**課題 1**
フェニルヒドラジンばく露災害の本文のうち、「作業終了後、被災者が現場詰所」で始まり「ち寄った後帰宅し、入浴した。」で終わる部分を一字一句そのまま書き写すこと。
**課題 2**
フェニルヒドラジンばく露災害の本文を、示された最後の文の後から書き継いでください。

作業終了後、被災者が現場詰所に行くと、元請の現場責任者は被災者の作業服から異様なにおいがするのに気づいた。現場責任者が工場の事務所に行き事情を説明したところ、作業が行われた場所と物質のにおいから、付着物はフェニルヒドラジンであることが判明した。工事側が湯で体を十分に洗うように現場責任者に指示したため、これを受けて現場責任者は被災者に構内の風呂に入って体を洗うように伝えたが、被災者は着替えを持参していないという理由からその指示には従わず、自社に立ち寄った後帰宅し、入浴した。
翌日、工場側の指示により被災者が病院で診察を受けたところ、急きょ入院し、治療を受けることとなった。
被災者がフェニルヒドラジンにばく露したのは、打設作業の場所のすぐ近くで、工場側がフェニルヒドラジン製造プラントのスチーム洗浄のため、災害発生当日の午後1時頃に配管のフランジを緩めており、そのためそこからフェニルヒドラジンを含む液体が微量ずつ漏洩し、それが管を伝わって垂れ、被災者の作業服に付着したためである。なお、工場側の作業者がフランジを緩めた際には漏洩は認められなかったため、スチーム洗浄の作業を実施していたとのことであったが、災害の翌日、再度詳細に調べたところ、30秒に1滴の割合で液体が垂れていることがわかった。
このような工事を行う場合、作業内容を前日に工場側へ連絡し、許可を得た上で工事に着手することになっていたが、このコンクリート打設作業については事前の連絡がなされていなかったものである。

**提示資料**
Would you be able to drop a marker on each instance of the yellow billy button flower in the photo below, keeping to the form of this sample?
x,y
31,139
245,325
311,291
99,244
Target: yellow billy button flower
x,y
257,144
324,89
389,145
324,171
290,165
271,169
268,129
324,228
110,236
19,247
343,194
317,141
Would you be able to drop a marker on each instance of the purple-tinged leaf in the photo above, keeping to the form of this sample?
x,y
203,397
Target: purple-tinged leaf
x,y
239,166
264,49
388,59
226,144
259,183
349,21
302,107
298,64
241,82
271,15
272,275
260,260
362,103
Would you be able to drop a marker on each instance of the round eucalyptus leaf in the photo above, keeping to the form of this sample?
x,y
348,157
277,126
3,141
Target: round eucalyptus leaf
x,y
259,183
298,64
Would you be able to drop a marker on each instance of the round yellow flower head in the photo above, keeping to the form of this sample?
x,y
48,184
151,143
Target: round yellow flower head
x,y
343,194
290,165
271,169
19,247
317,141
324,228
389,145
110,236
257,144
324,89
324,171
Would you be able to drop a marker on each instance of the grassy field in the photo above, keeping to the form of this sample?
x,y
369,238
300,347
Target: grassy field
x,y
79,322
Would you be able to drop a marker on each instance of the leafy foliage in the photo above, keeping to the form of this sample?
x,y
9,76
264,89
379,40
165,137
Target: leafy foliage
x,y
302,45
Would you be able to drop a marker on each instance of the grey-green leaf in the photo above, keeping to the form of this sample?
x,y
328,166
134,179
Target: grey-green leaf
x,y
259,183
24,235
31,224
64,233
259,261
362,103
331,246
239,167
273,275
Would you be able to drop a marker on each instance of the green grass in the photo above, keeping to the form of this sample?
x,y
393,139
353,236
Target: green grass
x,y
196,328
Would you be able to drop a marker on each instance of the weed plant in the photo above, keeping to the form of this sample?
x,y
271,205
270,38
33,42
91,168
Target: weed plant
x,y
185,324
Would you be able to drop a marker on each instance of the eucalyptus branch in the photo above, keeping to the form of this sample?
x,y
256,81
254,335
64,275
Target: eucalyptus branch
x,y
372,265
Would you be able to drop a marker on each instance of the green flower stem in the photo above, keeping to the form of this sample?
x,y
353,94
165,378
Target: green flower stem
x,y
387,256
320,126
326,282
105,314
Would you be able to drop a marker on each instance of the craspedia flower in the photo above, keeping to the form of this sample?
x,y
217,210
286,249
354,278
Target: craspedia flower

**解答 1**
作業終了後、被災者が現場詰所に行くと、元請の現場責任者は被災者の作業服から異様なにおいがするのに気づいた。現場責任者が工場の事務所に行き事情を説明したところ、作業が行われた場所と物質のにおいから、付着物はフェニルヒドラジンであることが判明した。工事側が湯で体を十分に洗うように現場責任者に指示したため、これを受けて現場責任者は被災者に構内の風呂に入って体を洗うように伝えたが、被災者は着替えを持参していないという理由からその指示には従わず、自社に立ち寄った後帰宅し、入浴した。

**解答 2**
原因
(1) 打設作業と工場側が行うスチーム洗浄作業との調整が行われなかったこと。(2) 配管のフランジを緩めた際の内容物の漏洩の有無の確認が不十分だったこと。
(3) 現場責任者、被災者ともにフェニルヒドラジンの有害性についての認識が不十分であったため、ばく露してからの処置が遅れたこと。
対策
(1) 操業中の工場内で工事を行う場合には、あらかじめ発注者側と受注者側とで作業場所、作業内容等について十分に連絡をとり、施工時期等について検討を行うこと。(2) 有害物を取り扱う設備の付近で工事が行われる場合には、発注者側はあらかじめ当該有害物の種類、その有害性、ばく露した場合の症状、応急措置等についての情報を受注者側に提供するとともに、必要な場合には一定の場所について立入り禁止等の措置をとること。